▶ **WHAT THIS TASK INVOLVES**: Rename "table lamp" to "desk lamp" in the lines below, starting with the line containing "I want to know which element is the ceiling air" and going on through the line containing "[346,100,396,113]". Reproduce those lines with everything else unchanged.

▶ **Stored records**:
::::::::::

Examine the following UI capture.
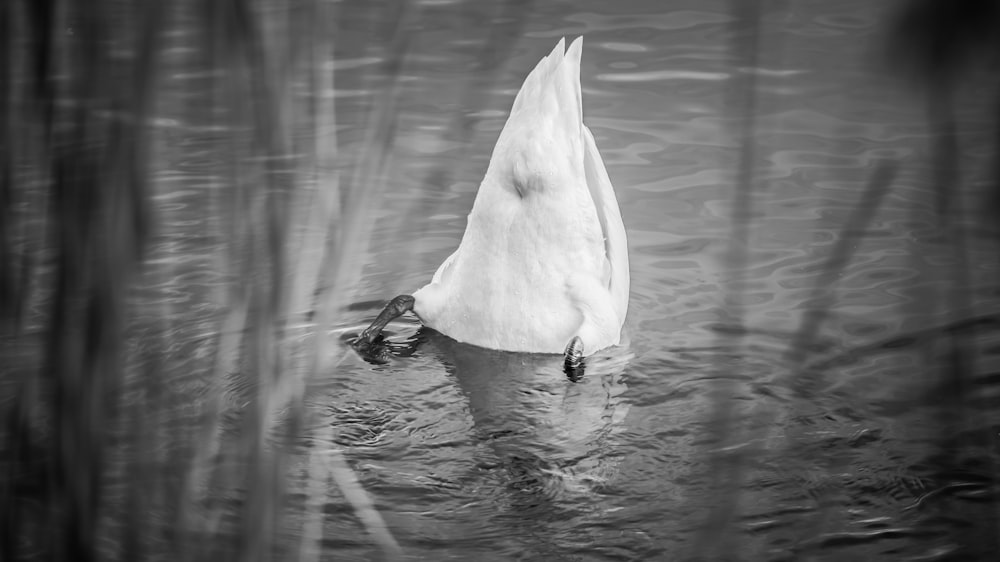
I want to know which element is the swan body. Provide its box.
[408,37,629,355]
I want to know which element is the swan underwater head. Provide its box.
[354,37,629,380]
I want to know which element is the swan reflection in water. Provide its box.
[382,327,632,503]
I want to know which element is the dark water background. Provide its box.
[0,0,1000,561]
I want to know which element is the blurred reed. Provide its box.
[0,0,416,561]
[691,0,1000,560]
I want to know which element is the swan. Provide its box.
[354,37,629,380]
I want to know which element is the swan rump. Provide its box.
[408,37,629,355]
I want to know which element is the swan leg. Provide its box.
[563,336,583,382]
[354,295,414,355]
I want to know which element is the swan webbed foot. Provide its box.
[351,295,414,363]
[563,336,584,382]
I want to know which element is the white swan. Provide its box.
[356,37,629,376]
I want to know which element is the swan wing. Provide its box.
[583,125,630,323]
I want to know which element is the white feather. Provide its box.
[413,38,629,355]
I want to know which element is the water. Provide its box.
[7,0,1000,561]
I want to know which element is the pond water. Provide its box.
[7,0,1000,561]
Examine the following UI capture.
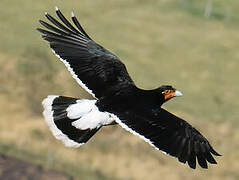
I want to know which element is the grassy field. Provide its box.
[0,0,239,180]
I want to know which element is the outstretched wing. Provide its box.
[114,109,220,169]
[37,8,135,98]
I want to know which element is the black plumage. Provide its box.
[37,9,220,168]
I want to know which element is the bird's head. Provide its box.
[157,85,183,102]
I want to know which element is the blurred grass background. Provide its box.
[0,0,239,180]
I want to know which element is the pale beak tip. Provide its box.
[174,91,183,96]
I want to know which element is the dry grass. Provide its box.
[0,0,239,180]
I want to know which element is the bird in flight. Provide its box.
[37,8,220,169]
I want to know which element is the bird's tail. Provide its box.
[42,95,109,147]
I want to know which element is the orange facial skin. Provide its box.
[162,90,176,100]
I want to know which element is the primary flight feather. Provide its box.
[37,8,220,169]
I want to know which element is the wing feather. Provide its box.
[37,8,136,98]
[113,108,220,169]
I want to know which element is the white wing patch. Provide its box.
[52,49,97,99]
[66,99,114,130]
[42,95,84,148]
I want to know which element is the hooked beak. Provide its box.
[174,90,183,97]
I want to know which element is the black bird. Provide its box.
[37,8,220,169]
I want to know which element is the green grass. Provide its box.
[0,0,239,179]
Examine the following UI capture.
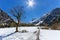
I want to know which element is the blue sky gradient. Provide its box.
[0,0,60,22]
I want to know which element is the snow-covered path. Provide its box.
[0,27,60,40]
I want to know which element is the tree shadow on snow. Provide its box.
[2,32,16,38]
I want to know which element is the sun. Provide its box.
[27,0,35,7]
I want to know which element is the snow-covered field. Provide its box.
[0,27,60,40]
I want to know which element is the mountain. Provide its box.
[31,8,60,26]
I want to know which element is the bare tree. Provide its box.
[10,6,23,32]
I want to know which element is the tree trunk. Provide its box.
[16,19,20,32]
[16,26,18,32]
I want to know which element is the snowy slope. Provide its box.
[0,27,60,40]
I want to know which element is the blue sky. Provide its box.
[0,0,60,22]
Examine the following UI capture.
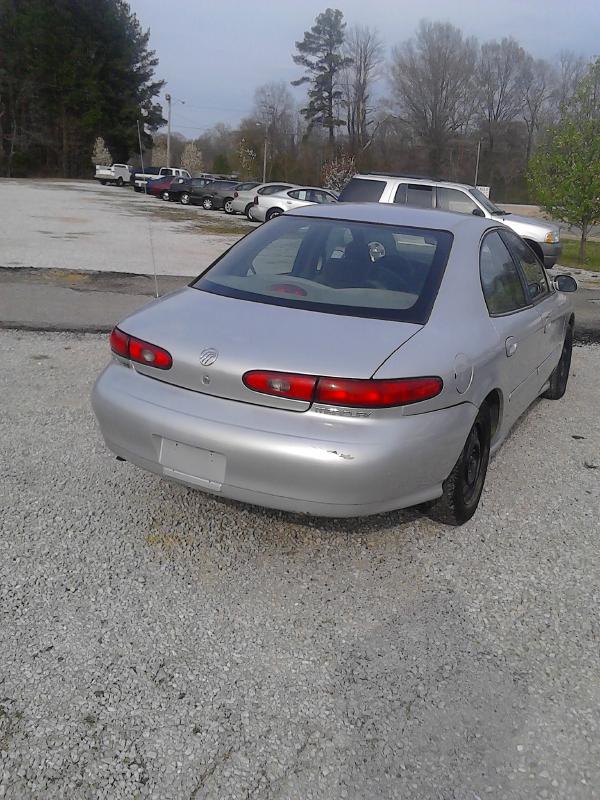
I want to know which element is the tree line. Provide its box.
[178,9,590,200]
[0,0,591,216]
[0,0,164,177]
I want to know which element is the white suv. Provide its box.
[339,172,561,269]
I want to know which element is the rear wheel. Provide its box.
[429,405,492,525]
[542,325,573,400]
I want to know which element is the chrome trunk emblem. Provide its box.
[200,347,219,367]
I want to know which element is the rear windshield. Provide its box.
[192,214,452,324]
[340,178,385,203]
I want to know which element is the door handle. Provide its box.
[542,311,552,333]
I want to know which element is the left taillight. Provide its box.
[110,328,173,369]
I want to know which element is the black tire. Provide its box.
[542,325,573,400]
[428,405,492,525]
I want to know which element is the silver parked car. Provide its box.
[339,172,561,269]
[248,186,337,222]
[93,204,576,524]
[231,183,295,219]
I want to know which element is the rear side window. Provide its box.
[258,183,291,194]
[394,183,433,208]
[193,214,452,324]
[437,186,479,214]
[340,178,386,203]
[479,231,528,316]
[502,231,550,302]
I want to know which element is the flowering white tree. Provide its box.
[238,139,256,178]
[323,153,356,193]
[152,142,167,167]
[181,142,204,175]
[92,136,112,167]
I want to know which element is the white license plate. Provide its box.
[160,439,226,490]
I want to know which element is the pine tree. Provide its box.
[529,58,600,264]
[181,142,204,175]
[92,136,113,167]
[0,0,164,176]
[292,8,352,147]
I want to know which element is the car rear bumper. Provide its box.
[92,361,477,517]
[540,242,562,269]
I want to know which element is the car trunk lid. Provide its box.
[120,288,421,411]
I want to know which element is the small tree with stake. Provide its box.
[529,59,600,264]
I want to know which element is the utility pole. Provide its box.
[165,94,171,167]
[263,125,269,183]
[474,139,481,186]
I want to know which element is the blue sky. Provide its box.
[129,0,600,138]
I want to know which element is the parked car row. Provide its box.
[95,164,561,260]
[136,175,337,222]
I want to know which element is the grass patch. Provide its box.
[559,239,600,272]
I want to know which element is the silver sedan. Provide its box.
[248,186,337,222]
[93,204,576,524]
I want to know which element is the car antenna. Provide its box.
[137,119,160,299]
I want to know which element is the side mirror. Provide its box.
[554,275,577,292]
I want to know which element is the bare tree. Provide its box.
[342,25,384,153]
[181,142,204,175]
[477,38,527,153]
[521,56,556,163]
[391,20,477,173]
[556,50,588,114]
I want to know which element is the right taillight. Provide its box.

::::::::::

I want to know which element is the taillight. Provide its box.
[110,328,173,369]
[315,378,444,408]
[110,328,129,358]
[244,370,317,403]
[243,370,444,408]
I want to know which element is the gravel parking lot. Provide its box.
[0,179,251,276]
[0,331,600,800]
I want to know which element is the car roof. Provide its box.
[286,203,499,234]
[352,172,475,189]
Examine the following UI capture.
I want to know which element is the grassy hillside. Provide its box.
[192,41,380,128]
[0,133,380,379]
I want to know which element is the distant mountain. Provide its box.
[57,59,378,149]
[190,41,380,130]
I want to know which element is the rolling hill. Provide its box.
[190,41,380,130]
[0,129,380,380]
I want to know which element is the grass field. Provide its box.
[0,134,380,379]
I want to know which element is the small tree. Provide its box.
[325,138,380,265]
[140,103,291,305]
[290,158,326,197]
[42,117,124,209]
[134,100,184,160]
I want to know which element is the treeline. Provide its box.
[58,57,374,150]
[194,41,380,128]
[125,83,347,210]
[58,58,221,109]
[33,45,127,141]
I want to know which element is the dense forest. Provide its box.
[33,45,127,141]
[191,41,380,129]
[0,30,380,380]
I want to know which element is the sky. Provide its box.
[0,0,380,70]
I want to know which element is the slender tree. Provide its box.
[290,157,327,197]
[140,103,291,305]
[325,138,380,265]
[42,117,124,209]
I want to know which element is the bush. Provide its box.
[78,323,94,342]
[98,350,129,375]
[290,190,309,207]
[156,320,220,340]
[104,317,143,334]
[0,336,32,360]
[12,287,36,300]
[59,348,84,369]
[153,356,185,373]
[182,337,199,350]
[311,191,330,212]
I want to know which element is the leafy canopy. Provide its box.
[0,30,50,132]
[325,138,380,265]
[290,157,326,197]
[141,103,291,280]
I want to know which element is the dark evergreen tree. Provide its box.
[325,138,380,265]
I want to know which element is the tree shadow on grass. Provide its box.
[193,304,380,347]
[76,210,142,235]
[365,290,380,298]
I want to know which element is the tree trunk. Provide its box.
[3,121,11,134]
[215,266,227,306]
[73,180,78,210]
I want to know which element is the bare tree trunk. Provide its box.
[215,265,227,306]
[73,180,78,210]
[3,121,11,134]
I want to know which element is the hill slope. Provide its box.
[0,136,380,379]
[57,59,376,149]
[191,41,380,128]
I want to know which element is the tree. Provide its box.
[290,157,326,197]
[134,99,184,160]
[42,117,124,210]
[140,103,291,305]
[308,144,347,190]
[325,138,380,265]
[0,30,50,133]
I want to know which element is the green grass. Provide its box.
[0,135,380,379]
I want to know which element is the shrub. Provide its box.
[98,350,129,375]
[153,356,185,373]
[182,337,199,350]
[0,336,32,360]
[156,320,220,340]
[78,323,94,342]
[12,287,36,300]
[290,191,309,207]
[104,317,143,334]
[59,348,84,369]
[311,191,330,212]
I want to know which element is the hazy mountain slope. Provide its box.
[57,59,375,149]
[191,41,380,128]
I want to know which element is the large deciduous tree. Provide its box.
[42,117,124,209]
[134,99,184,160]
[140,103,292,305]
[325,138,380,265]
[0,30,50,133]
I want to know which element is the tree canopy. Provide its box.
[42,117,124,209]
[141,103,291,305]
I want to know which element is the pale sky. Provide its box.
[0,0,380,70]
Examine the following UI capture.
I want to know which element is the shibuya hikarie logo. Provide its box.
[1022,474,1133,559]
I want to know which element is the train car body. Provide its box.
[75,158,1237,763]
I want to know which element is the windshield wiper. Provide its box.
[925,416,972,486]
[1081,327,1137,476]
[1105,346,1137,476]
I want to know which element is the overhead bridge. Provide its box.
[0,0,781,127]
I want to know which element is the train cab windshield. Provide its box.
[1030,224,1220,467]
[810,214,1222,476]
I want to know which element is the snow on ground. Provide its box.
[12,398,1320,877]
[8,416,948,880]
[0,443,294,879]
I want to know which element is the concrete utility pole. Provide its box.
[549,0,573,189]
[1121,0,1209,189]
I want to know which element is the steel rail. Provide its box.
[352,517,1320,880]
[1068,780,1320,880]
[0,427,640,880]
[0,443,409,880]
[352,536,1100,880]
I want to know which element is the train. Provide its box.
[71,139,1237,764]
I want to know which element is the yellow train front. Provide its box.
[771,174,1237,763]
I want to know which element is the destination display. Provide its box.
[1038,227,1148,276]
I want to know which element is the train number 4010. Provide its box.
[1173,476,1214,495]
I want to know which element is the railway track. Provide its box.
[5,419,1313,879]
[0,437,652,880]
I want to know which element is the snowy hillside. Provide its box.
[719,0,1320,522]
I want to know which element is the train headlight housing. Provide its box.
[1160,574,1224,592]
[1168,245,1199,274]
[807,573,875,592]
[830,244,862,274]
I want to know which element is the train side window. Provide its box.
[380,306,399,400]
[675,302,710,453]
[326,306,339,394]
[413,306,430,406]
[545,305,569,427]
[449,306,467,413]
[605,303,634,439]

::::::::::

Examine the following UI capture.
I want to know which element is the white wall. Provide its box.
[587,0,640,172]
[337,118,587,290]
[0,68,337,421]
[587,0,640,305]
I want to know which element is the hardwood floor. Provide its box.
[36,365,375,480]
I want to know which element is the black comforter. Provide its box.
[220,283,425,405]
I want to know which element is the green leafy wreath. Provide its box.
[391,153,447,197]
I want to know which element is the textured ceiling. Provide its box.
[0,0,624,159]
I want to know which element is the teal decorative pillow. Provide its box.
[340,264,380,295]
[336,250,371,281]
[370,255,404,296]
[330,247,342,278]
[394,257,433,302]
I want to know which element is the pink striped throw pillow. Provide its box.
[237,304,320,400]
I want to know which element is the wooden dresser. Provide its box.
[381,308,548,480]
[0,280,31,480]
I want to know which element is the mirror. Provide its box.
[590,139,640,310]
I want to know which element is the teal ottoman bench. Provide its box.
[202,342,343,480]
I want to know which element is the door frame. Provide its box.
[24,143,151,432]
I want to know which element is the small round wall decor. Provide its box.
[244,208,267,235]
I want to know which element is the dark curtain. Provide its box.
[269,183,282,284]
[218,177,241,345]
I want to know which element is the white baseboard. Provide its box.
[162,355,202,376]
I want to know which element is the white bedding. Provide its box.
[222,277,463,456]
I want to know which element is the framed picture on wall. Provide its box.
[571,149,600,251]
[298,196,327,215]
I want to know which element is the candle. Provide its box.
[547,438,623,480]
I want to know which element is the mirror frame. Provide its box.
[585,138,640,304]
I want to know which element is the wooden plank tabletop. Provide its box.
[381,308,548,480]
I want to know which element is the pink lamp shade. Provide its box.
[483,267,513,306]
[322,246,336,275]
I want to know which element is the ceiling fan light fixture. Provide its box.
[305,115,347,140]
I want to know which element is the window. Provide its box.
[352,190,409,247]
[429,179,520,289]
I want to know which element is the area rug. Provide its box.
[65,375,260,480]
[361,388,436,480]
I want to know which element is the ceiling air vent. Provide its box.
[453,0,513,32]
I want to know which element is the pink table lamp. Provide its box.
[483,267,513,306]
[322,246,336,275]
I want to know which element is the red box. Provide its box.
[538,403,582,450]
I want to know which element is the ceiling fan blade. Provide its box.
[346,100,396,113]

::::::::::

▶ **EXERCISE ANSWER**:
I want to know which element is the ceiling air vent. Provide its box.
[453,0,513,32]
I want to know which element is the pink desk lamp. Provide its box.
[483,267,513,306]
[322,246,336,275]
I want to know which element is the red box. Provide its box.
[538,403,582,450]
I want to know which element is the ceiling fan blade. Provide its box.
[346,100,396,113]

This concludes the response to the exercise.